Entries listed in a dataset

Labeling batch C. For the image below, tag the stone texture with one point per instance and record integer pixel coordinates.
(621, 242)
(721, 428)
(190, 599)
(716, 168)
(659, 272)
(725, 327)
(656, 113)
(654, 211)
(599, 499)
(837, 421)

- **Short task**
Express the material above as a JSON list of strings, with one string for each line and no blank lines.

- **Answer to this task**
[
  "Labeling batch C. For the image below, tag the stone texture with one point per instance and record integer pixel coordinates.",
  "(621, 242)",
  "(721, 428)",
  "(190, 599)",
  "(716, 168)",
  "(659, 272)",
  "(725, 327)",
  "(656, 113)",
  "(654, 211)",
  "(599, 499)",
  "(837, 421)"
]